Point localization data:

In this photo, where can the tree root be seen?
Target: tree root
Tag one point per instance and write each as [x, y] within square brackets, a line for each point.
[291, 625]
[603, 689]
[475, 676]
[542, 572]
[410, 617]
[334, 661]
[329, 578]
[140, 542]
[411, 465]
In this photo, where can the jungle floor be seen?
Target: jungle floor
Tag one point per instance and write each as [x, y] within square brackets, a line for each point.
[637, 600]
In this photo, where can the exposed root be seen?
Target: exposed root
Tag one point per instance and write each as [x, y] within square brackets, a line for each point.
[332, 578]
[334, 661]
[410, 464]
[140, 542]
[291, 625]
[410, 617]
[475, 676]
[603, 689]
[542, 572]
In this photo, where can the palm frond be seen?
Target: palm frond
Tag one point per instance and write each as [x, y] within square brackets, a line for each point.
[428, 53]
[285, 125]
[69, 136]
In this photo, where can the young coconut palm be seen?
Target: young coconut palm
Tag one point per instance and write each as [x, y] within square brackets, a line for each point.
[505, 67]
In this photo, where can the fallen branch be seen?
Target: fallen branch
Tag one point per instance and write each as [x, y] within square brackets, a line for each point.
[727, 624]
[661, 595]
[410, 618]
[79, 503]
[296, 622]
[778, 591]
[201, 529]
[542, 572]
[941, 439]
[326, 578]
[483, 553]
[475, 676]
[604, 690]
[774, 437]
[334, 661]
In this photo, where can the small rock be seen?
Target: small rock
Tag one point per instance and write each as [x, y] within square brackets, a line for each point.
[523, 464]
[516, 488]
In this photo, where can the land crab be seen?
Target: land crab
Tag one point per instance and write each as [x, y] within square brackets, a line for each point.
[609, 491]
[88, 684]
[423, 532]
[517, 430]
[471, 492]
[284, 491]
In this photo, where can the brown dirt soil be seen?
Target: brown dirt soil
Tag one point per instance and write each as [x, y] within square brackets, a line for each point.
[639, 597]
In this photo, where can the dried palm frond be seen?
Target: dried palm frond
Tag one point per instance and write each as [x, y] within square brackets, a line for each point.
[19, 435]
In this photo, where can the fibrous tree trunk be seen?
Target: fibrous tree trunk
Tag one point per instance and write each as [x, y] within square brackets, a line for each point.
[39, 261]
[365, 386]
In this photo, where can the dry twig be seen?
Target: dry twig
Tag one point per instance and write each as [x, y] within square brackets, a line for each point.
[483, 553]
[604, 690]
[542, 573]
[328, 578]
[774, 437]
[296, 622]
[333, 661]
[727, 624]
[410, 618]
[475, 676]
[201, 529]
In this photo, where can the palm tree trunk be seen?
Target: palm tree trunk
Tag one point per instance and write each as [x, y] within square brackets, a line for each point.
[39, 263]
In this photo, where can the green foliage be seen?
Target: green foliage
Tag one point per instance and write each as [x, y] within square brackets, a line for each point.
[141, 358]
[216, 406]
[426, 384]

What needs to be done:
If a line falls between the first line of the entries and the line containing "Target: jungle floor", or is one of those two, restate it word for word; leave all other lines out.

Final answer:
In this photo, where can the tree root be seen?
Target: tree root
Tag one point per instance and write each as [x, y] within square brackets, a line for each point.
[291, 625]
[603, 689]
[475, 676]
[542, 572]
[410, 617]
[334, 661]
[329, 578]
[140, 542]
[411, 465]
In this photo, where can the jungle floor be seen?
Target: jungle floor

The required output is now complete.